What needs to be done
Beginning with the line in which "# test: point on every instance of the child's dark" appears, transcribe each line word for word until the records end. Do not include pictures.

— Start —

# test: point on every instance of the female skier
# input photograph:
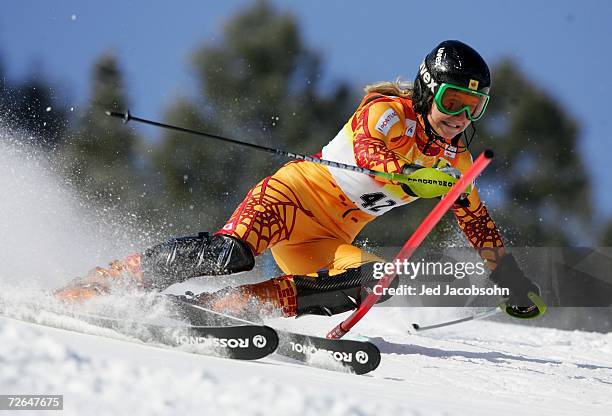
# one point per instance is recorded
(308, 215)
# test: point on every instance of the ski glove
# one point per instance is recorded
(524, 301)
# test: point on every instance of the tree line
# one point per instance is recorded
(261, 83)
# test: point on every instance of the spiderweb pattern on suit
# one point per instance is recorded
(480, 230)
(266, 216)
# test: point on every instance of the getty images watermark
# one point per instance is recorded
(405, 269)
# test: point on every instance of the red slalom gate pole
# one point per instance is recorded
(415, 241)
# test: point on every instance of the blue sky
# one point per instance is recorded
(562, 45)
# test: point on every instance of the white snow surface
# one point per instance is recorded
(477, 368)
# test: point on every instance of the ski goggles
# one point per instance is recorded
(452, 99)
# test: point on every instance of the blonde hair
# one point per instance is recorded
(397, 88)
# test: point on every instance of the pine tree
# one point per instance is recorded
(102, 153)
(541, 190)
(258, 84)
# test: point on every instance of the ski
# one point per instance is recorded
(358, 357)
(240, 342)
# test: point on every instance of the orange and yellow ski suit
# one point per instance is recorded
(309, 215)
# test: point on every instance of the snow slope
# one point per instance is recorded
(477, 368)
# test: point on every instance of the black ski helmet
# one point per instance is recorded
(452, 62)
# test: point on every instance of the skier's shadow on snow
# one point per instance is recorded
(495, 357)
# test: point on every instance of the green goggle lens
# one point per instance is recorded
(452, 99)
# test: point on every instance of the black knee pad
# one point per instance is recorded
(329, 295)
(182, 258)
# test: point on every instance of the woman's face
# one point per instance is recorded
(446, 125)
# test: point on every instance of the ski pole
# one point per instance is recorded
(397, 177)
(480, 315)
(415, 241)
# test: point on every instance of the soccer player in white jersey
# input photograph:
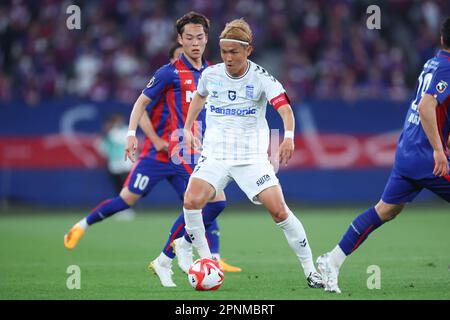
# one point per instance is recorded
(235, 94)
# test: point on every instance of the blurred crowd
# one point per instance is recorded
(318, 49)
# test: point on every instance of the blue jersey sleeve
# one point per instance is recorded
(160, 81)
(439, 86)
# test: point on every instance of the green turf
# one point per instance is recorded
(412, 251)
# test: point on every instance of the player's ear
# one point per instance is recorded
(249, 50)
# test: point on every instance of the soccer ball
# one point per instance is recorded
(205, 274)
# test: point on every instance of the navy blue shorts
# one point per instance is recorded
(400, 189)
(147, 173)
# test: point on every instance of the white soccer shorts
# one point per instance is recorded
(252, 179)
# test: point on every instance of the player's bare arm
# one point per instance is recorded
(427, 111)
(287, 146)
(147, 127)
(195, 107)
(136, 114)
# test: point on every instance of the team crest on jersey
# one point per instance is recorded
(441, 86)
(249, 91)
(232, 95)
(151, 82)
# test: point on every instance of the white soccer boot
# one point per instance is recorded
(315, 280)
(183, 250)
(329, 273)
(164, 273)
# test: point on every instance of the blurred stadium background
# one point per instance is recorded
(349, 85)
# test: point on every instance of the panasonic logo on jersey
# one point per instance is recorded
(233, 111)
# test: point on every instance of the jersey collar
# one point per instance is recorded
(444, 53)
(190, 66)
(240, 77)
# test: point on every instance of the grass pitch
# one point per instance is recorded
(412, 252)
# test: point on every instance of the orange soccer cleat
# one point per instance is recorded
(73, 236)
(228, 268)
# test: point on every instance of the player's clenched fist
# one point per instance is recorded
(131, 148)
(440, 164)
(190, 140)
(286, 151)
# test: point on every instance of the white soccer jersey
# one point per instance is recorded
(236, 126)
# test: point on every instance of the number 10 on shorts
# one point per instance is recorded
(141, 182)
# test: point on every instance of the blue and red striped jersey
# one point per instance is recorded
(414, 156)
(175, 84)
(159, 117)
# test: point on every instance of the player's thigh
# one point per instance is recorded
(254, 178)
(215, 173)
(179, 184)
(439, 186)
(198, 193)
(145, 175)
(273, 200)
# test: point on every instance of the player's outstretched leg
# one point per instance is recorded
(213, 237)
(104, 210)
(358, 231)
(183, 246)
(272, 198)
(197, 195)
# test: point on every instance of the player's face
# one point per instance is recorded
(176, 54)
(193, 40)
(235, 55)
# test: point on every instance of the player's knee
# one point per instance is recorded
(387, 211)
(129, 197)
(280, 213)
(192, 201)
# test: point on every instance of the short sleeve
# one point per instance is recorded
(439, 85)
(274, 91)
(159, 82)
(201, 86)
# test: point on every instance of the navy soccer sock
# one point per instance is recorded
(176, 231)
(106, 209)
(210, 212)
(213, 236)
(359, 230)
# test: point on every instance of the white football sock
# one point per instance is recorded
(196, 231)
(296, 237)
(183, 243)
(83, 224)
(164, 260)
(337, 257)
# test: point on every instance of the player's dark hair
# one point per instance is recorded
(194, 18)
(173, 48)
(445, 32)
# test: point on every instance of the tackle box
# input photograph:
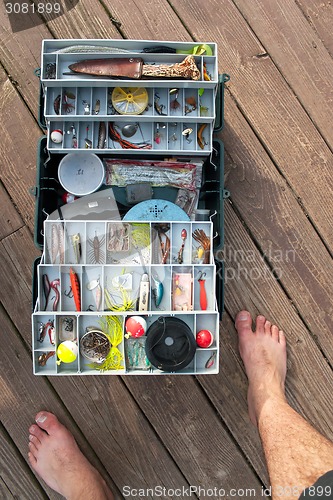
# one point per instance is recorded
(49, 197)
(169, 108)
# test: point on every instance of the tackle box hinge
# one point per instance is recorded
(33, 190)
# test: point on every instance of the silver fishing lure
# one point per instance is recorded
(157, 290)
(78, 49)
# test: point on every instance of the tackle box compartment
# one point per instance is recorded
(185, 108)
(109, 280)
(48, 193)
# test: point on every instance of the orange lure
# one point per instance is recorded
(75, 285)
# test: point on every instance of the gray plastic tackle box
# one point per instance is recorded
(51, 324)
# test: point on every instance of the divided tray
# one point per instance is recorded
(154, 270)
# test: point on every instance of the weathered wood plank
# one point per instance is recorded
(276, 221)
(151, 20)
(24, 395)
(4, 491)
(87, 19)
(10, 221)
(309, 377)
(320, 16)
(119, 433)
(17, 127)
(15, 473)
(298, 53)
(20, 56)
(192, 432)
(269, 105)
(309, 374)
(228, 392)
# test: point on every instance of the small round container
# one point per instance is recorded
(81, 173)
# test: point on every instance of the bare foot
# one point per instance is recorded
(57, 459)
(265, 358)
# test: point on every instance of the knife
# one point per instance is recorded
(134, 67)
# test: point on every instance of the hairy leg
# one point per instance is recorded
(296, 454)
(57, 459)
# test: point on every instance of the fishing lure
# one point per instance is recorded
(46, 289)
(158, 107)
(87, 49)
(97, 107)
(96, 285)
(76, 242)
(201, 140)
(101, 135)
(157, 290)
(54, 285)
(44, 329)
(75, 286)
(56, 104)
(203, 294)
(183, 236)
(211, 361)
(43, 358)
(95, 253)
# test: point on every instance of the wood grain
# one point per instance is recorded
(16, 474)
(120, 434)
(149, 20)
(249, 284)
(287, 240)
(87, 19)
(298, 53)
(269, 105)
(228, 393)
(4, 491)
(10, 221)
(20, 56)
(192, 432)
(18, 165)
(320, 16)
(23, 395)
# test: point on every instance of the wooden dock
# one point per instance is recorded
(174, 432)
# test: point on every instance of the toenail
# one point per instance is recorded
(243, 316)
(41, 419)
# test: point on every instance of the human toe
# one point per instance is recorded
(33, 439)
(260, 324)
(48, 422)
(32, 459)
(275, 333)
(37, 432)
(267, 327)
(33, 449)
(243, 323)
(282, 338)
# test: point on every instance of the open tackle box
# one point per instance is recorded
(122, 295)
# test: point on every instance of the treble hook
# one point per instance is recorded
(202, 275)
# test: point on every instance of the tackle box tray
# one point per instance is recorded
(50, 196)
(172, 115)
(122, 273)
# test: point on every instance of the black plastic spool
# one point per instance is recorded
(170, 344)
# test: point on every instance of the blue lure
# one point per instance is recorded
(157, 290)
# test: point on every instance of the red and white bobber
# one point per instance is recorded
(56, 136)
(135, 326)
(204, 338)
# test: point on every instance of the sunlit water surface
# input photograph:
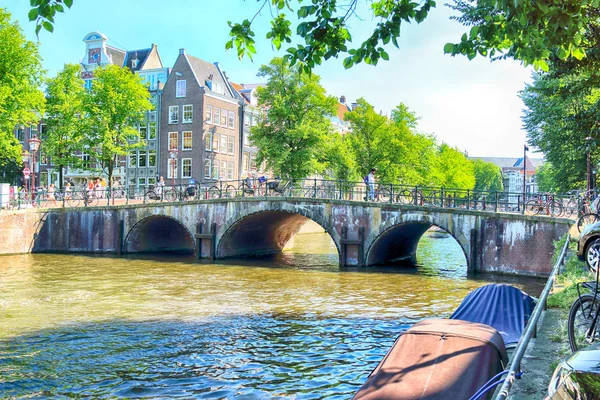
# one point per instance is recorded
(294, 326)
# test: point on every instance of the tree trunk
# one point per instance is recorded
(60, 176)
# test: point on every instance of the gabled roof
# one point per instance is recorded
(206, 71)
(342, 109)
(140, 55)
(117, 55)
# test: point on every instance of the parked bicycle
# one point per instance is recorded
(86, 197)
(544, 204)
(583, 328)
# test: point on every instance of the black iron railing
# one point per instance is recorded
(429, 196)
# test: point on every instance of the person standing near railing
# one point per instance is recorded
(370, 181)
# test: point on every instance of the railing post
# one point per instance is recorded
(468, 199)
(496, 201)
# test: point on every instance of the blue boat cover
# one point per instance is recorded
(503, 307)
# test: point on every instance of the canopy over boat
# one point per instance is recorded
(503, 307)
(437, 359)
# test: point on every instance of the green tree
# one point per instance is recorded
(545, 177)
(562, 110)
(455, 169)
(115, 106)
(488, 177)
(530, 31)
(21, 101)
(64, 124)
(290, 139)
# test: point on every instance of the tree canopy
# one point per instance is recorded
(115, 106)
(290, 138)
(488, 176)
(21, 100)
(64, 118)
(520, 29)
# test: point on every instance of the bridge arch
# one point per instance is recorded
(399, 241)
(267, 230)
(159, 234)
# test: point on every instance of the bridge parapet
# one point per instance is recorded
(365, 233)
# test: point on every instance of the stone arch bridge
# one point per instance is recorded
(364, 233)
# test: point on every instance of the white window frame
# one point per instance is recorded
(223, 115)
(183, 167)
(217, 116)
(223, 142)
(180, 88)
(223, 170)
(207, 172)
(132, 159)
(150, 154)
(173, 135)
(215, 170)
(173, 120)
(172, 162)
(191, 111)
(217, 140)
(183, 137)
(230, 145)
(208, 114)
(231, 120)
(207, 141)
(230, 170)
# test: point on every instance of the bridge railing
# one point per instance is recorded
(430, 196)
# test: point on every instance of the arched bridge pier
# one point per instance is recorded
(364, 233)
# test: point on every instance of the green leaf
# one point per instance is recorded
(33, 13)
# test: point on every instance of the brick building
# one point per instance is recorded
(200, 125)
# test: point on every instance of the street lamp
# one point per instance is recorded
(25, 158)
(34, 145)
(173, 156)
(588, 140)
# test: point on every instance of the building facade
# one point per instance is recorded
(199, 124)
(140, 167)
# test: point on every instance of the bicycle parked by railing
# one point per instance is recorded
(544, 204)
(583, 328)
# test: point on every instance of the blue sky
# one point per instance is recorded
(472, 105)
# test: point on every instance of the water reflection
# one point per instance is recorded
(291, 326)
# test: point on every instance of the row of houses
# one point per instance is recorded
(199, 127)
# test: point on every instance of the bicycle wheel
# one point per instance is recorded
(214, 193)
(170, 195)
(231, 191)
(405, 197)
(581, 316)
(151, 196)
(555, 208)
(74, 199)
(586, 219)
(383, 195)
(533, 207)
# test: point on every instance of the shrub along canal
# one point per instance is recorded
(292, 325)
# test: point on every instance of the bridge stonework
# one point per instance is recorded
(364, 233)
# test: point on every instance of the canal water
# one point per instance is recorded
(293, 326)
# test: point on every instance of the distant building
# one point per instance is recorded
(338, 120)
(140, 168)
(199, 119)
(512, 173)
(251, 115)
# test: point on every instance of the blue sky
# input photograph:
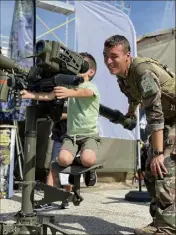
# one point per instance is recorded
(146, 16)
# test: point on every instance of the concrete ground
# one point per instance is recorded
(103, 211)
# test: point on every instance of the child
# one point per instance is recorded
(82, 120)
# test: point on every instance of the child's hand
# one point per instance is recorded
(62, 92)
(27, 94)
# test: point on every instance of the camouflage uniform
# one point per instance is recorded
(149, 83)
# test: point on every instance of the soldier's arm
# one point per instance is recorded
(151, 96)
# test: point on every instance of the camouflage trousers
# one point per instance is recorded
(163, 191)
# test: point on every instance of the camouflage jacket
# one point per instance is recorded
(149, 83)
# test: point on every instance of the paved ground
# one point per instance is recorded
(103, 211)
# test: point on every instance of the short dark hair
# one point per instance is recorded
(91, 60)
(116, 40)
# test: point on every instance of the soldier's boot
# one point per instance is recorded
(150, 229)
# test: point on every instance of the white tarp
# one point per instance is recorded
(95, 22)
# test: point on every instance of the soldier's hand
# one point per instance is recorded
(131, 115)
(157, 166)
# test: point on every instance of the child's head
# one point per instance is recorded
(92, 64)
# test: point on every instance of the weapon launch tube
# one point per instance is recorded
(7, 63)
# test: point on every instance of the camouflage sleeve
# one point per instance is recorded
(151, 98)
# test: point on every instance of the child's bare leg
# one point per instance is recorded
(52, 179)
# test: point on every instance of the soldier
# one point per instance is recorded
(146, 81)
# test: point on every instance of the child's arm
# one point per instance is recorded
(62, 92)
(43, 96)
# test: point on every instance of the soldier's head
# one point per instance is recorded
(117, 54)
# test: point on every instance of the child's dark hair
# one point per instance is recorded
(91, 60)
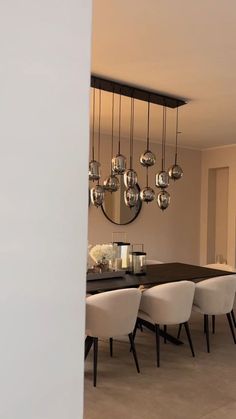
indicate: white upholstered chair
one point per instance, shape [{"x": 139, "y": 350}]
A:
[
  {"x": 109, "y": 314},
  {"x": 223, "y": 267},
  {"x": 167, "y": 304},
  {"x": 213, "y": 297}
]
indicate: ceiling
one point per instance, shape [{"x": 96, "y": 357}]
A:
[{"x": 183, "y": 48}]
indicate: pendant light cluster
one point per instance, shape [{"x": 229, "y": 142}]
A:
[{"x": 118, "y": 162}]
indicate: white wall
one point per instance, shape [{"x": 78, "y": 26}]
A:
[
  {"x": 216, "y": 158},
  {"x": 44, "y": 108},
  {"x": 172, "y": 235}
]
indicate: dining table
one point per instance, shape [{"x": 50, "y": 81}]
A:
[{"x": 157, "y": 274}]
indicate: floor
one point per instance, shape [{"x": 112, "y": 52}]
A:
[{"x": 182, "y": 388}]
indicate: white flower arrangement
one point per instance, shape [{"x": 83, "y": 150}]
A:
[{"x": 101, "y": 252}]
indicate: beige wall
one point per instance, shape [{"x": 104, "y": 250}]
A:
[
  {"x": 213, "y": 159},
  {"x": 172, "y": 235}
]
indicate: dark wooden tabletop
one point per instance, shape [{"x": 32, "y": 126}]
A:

— End —

Complete response
# test: point on every instance of the child's dark hair
# one point per instance is recorded
(91, 60)
indicate: white upholstered chair
one point per instance, shape [{"x": 139, "y": 350}]
A:
[
  {"x": 109, "y": 314},
  {"x": 223, "y": 267},
  {"x": 167, "y": 304},
  {"x": 213, "y": 297}
]
indicate: ceiling
one point per instance, shape [{"x": 96, "y": 357}]
A:
[{"x": 183, "y": 48}]
indicate: pendant light cluster
one point per instance, shape [{"x": 229, "y": 142}]
A:
[{"x": 118, "y": 162}]
indicate: white wall
one point per instance, shape [{"x": 78, "y": 26}]
A:
[
  {"x": 216, "y": 158},
  {"x": 44, "y": 108},
  {"x": 172, "y": 235}
]
indicate: dining table
one point per instance, shape [{"x": 50, "y": 81}]
A:
[{"x": 157, "y": 274}]
indicate: floor
one point per instance, shape [{"x": 112, "y": 52}]
A:
[{"x": 182, "y": 388}]
indicate: white flower arrangement
one point per instance, shape [{"x": 83, "y": 150}]
A:
[{"x": 101, "y": 252}]
indicate: beige wall
one point per instance, shape [{"x": 104, "y": 250}]
A:
[
  {"x": 213, "y": 159},
  {"x": 172, "y": 235}
]
indicate: dark wooden tabletop
one point per instance, shape [{"x": 32, "y": 126}]
A:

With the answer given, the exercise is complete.